§ **Page excerpt**:
:::

You’re Burned-Out, Not Stressed-Out or Depressed

Unfortunately, burnout is often misunderstood and mislabeled – “I’m just stressed-out.” “It’s only a bit of depression.” When those words are spoken, it’s obvious burnout has been missed and dismissed.

Here’s the best way to understand the difference between stress and burnout…

Stress is an issue of too much, whereas burnout is about not enough.

There are many who take-on tons of stress, and they manage well because they can envision things turning around once they get their ducks in a row.

But burnout is about feelings of helplessness, hopelessness, and inadequacy. And it’s tough to move forward under their spell.

There’s another stress/burnout distinguishing factor. You typically know when you’re in the midst of a ton of stress. Burnout, however, often flies under the radar. You know something’s wrong – but what? And that’s what makes burnout so dangerous.

Oh, about depression. Absolutely, the manifestations of burnout resemble symptoms of a major depressive episode. But burnout is a unique pathology calling for its own treatment protocol.

I will, however, say that one who has been diagnosed with major depressive disorder may be more prone to burnout.

Signs of Burnout

If you’re going to get a handle on burnout, you’d better know what it looks like. To name a few characteristics…

  • Acute boredom, lack of motivation, procrastination
  • Low self-regard and buckets of self-doubt
  • Chronic fatigue, aches, and pains
  • Frequent physical illnesses
  • Most any task feels as though it’s a waste of time and energy
  • Deeply feeling, “Same sh_ _, different day.”
  • Changes in appetite and/or sleep
  • Isolation and withdrawal
  • Food and substance abuse
  • Misplaced anger
  • Missing work, school, appointments, social engagements, etc.

Burnout and the Body

It’s telling that scientists have observed altered physiology and anatomy associated with burnout. Activity in the brain’s frontal lobe changes, as does cortisol regulation. And the cortisol piece is huge. The effects of fluctuating cortisol levels are far-reaching in terms of physical health.

Too much to get into here, but I have chipur references for you (of course!). Here’s a link to an article on cortisol, and another to a piece I wrote on the HPA axis. Both are important reading.

How to Freeze-Out Burnout

Managing burnout involves two pieces. Prevention is Job 1. However, if the inferno has hit, you need to be able to douse it. Let’s chat both…


  • Gain insight into your potential for burnout based upon your personality traits, personal history, and family history. Get to know you!

:::

Extracted data entries
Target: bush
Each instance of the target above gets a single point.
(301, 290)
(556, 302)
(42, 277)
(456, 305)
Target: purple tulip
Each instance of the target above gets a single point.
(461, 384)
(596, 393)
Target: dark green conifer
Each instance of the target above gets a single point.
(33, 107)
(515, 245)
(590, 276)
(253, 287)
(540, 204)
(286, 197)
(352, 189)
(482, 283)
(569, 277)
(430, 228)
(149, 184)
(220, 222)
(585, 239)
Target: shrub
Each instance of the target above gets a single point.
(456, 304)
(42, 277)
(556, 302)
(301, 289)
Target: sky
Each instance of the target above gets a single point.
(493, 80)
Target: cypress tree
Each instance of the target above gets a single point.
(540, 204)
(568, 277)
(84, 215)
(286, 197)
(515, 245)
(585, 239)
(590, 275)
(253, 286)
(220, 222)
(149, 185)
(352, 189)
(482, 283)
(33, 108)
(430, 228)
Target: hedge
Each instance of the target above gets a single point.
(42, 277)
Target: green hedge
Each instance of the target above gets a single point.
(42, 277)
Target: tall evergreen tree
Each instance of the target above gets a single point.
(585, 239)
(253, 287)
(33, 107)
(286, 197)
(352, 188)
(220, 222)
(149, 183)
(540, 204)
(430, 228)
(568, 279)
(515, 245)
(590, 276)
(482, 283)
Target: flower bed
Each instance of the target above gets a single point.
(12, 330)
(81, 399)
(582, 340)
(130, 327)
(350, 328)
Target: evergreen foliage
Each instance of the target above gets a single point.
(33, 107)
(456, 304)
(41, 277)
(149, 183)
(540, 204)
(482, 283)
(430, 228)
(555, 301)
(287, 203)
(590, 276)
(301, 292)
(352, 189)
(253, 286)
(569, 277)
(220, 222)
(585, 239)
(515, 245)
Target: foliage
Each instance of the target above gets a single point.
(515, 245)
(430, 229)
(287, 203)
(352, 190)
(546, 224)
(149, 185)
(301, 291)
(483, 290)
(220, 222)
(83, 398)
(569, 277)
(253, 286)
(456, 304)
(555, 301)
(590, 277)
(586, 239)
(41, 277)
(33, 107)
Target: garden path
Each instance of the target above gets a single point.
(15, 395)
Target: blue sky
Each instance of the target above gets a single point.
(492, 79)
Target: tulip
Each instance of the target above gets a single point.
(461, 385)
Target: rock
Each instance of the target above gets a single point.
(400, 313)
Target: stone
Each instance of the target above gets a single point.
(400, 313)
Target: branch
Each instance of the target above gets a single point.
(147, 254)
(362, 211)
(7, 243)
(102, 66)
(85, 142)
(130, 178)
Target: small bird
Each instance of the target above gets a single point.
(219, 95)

:::

§ **Task prompt**:
Pick up the burnout article after its last bullet point and write the next part.

§ **Your response**:
  • Implement lifestyle changes: Incorporate some “me-time” into your day (especially when you arise) – meditate, journal, stretch, or read something inspiring/motivating. Tidy-up your diet, exercise, get sufficient sleep, play.
  • Set boundaries: Learn how to say “no” to others – and yourself. You have to know when enough’s enough – and how to express it.
  • Take regular and sufficient technology breaks – computer, TV, phone, text, email, etc.
  • Get involved with projects/hobbies that bring you enjoyment.
  • Do everything you can to minimize and manage stress.

In the Midst

  • Insight is always first. Bone-up on how burnout presents in you. How can you expect to do anything about it if you don’t know it’s on the scene?
  • Implement a prepared (hint) plan of slow-down. Not necessarily stoppage, just reducing the intensity and scope of your activity.
  • Take a look at the list of life priorities you prepared (hint again). What’s truly important just now – what isn’t?
  • Do the list-and-examine thing for the arenas in which your life takes place – relationships, work, school, social obligations, etc. If it isn’t on the priority list, it doesn’t happen.
  • Based upon your priority list(s), amend your schedule.
  • Secure help and support. You don’t have to endure this alone. Furthermore, you’re only throwing fuel on the fire if you try to.
  • Look in a mirror and tell yourself you have what it takes to get through the inferno – and to keep it from burning once more.
  • Love yourself (for a change). You’re more than worthy.

That’s All Folks

Burnout is dicey business. It’s such a powerful phenomenon, and capable of wreaking havoc. And the scary thing is, it so often flies under the radar.

That can only mean trouble.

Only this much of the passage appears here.